### EXERCISE TASK 1
In the listing below, write out word for word the lines from the one containing "man with eyeglasses" through the one containing "343,319 -> 631,800", with both of those lines included.

Over For Rockwell. Uzodinma Okehi. Hobart. 2015. 344 pp. $12.

It’s always been for me a search for the authentic, the different and the real. That is what leads me to this gem, a real dreamer’s notebook: Over For Rockwell, by Uzodinma Okehi. This deliberately pint-sized book, a collection of prose short stories, packs plenty of punch with Blue Okoye leading the way, a protagonist feverishly seeking the euphoric stuff of life.

Art by Uzodinma Okehi.

Perhaps Blue Okoye is an alter ego for the author. Very good chance of that–or at least a jumping off point in the tradition of, well, just about every audacious and ambitious young writer out to suck the very marrow of existence. Our story has much to do with a young man pitted against, and madly in love with, the big city. Which big city? Well, New York City, of course, is front and center but also the BIG CITY in general and that leads to adventures overseas, particularly Hong Kong. Our hero is up to his eyeballs in frenzied lust for life: out to create great art and bed every beautiful woman he can charm. Yes, all the hot and classic stuff, before some people lost their nerve to go all-out Hemingway. This is a collection of loosely connected observations, some twenty years ago, and then going even further back, but it all rings true and has a timeless quality to it. In fact, the narrative is structured in such a way that has Blue Okoye on his excellent adventures spiraling through time. We begin circa 1995, jump around to 2003 and beyond, and land back in 1995. All to show that the shaggy dog stories from our salad days share much in common, transcend the boundaries of time.

### DATA SUPPLIED
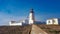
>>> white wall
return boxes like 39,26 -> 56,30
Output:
46,18 -> 59,25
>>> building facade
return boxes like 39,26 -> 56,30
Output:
46,18 -> 60,25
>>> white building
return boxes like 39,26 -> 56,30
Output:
29,9 -> 35,24
46,18 -> 60,25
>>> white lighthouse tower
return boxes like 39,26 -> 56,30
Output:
29,9 -> 35,24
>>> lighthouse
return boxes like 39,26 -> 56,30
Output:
29,9 -> 35,24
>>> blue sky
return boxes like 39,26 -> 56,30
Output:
0,0 -> 60,25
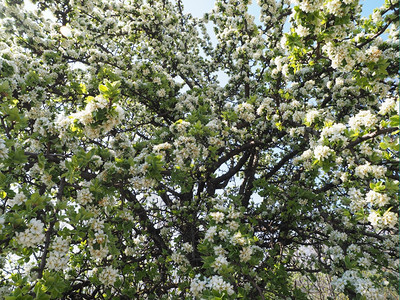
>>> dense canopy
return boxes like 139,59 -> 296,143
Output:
0,0 -> 399,300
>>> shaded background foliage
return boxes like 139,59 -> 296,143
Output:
0,0 -> 399,300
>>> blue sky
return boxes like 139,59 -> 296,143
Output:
182,0 -> 384,17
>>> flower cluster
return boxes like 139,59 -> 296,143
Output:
15,218 -> 45,248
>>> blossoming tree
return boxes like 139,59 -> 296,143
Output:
0,0 -> 399,300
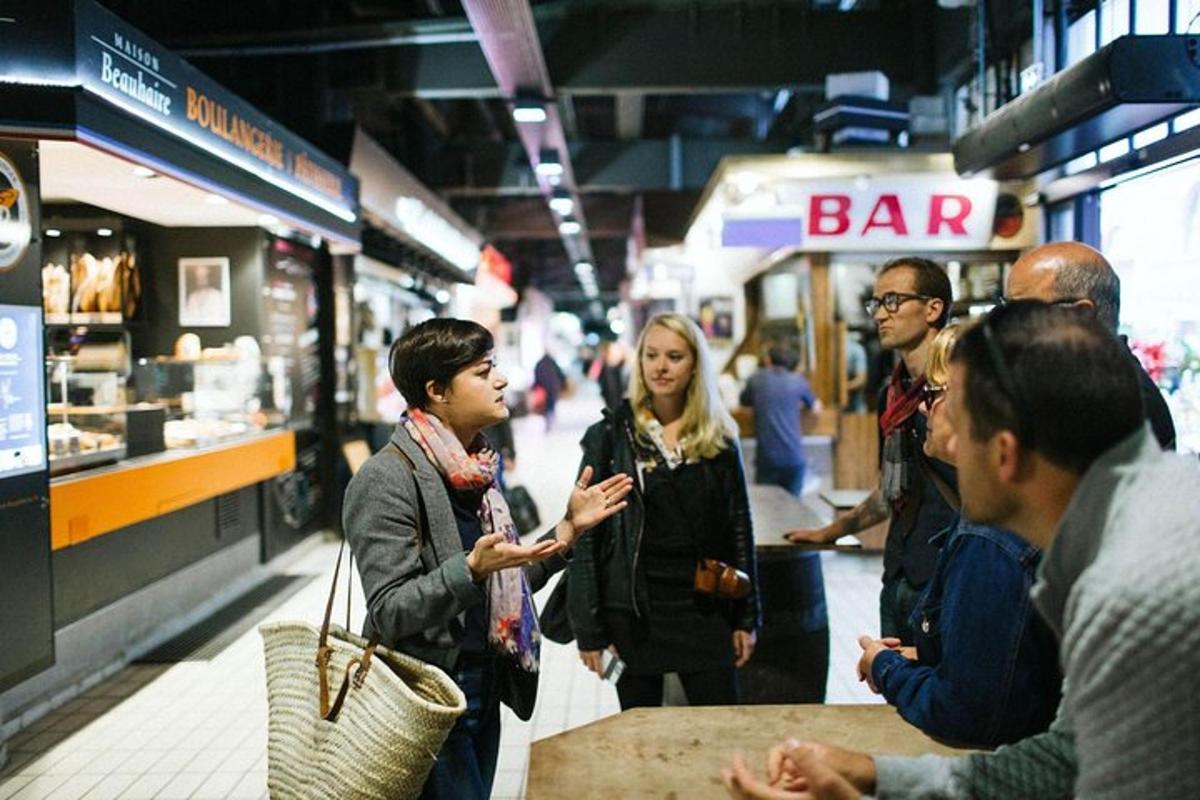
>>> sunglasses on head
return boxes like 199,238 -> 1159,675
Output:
920,384 -> 946,408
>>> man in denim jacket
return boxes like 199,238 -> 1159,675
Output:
725,303 -> 1200,800
860,519 -> 1062,747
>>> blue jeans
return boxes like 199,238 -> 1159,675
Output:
754,462 -> 806,497
421,655 -> 500,800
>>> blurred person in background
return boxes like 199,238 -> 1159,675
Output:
740,344 -> 829,703
846,331 -> 869,414
533,353 -> 566,432
594,342 -> 629,409
858,325 -> 1062,747
787,257 -> 956,645
568,313 -> 760,709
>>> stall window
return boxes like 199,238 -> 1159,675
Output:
1046,200 -> 1075,241
1133,0 -> 1171,36
1067,10 -> 1099,66
1062,152 -> 1098,175
1099,139 -> 1129,164
1100,160 -> 1200,452
1171,0 -> 1200,34
1100,0 -> 1129,47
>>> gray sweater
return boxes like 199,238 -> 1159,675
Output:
875,428 -> 1200,800
342,426 -> 566,670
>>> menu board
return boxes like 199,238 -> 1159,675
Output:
0,305 -> 46,479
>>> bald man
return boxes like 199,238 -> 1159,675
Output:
1004,241 -> 1175,450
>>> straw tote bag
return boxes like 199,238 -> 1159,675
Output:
258,479 -> 467,800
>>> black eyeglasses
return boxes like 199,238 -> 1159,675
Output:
863,291 -> 932,317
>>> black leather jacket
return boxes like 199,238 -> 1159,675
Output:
568,402 -> 760,650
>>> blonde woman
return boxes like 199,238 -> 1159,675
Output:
568,314 -> 758,709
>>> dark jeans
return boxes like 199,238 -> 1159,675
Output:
421,655 -> 500,800
754,462 -> 808,497
880,572 -> 922,646
617,668 -> 738,711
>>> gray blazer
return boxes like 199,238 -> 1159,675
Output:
342,426 -> 566,676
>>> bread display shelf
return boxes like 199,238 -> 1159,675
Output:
50,431 -> 295,551
46,311 -> 125,326
46,403 -> 157,414
50,445 -> 125,476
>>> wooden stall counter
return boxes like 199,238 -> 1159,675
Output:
50,431 -> 295,551
748,485 -> 862,555
526,704 -> 965,800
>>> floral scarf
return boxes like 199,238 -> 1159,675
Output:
637,405 -> 695,469
400,408 -> 541,672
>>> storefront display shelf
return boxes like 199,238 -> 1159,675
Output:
50,429 -> 295,549
46,311 -> 125,327
50,445 -> 125,477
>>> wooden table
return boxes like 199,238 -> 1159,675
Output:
526,705 -> 964,800
821,489 -> 888,553
749,485 -> 860,555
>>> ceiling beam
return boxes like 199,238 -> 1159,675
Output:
616,91 -> 646,140
383,4 -> 926,97
164,18 -> 478,60
462,0 -> 594,288
436,138 -> 788,197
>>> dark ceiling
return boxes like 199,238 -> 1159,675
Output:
101,0 -> 1028,319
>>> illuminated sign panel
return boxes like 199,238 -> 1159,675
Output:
76,0 -> 358,222
721,175 -> 997,252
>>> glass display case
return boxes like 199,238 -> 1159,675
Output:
46,355 -> 126,475
132,348 -> 284,450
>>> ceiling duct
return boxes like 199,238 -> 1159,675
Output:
954,35 -> 1200,180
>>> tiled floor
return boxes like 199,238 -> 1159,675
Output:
0,398 -> 881,800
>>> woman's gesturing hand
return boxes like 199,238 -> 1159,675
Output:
467,534 -> 566,581
733,631 -> 758,667
557,465 -> 634,547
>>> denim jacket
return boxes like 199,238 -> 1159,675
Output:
871,518 -> 1062,747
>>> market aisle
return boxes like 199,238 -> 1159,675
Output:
0,392 -> 878,800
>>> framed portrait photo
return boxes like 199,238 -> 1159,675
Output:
179,257 -> 233,327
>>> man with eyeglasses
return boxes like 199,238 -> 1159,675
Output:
724,302 -> 1200,800
1004,241 -> 1175,450
787,257 -> 958,645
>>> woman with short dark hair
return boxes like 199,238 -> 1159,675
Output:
343,319 -> 631,800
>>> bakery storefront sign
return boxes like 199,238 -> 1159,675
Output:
0,155 -> 32,272
76,0 -> 358,222
721,174 -> 997,252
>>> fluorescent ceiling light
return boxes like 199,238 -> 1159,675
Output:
512,100 -> 546,124
550,192 -> 575,217
534,148 -> 563,178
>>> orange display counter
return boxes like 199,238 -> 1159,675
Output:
50,431 -> 295,551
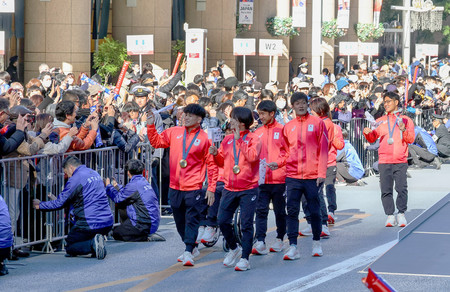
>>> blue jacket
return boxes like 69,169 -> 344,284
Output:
0,196 -> 13,248
337,140 -> 364,179
106,175 -> 160,234
39,165 -> 114,230
414,126 -> 438,156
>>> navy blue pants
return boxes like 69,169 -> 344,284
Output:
302,166 -> 337,225
66,225 -> 112,256
169,188 -> 204,252
255,184 -> 286,241
286,177 -> 322,244
201,181 -> 225,227
217,188 -> 258,259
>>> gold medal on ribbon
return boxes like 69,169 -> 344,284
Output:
233,165 -> 241,174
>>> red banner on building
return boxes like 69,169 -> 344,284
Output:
114,61 -> 131,94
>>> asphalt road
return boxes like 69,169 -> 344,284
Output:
0,164 -> 450,291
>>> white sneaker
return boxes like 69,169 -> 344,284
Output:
312,240 -> 323,257
328,212 -> 336,225
385,215 -> 397,227
177,247 -> 200,263
252,241 -> 269,255
195,226 -> 205,244
320,225 -> 331,237
298,224 -> 312,236
223,246 -> 242,267
201,226 -> 216,243
234,258 -> 250,271
283,244 -> 300,261
270,238 -> 284,252
183,251 -> 194,267
397,213 -> 408,227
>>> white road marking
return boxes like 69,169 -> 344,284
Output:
269,240 -> 398,292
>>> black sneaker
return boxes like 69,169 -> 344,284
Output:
94,234 -> 106,260
0,262 -> 9,276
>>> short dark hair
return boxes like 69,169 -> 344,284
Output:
309,97 -> 330,117
291,92 -> 308,105
55,100 -> 75,122
193,74 -> 204,84
125,159 -> 145,175
259,89 -> 273,100
0,97 -> 9,111
231,106 -> 253,130
198,97 -> 211,107
257,100 -> 277,113
62,155 -> 82,169
383,91 -> 400,102
232,89 -> 248,102
183,103 -> 206,119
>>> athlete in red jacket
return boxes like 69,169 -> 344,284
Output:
147,104 -> 218,266
252,100 -> 287,255
310,98 -> 345,236
283,92 -> 328,260
364,92 -> 415,227
210,107 -> 261,271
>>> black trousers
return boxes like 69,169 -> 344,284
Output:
66,225 -> 112,256
286,177 -> 322,244
113,218 -> 151,242
217,188 -> 258,259
0,247 -> 11,263
408,144 -> 436,167
336,162 -> 358,184
255,184 -> 286,241
378,163 -> 408,215
169,188 -> 204,252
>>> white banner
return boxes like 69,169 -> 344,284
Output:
0,0 -> 14,13
337,0 -> 350,28
259,39 -> 283,57
127,34 -> 154,55
360,43 -> 379,56
0,31 -> 5,55
339,42 -> 358,56
239,0 -> 253,24
416,44 -> 439,58
233,39 -> 256,56
292,0 -> 306,27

### EXERCISE TASK 2
Give again, word for word, the part of the book review above from "Over For Rockwell." through "stuff of life.".

### REPLY 1
>>> man with eyeglasses
return boxes like 199,238 -> 1159,675
Output:
724,302 -> 1200,800
1004,241 -> 1175,450
787,257 -> 958,645
>>> woman with short dark hair
return boxes like 199,238 -> 1159,675
Output:
343,319 -> 631,800

### REPLY 2
Over For Rockwell. Uzodinma Okehi. Hobart. 2015. 344 pp. $12.

It’s always been for me a search for the authentic, the different and the real. That is what leads me to this gem, a real dreamer’s notebook: Over For Rockwell, by Uzodinma Okehi. This deliberately pint-sized book, a collection of prose short stories, packs plenty of punch with Blue Okoye leading the way, a protagonist feverishly seeking the euphoric stuff of life.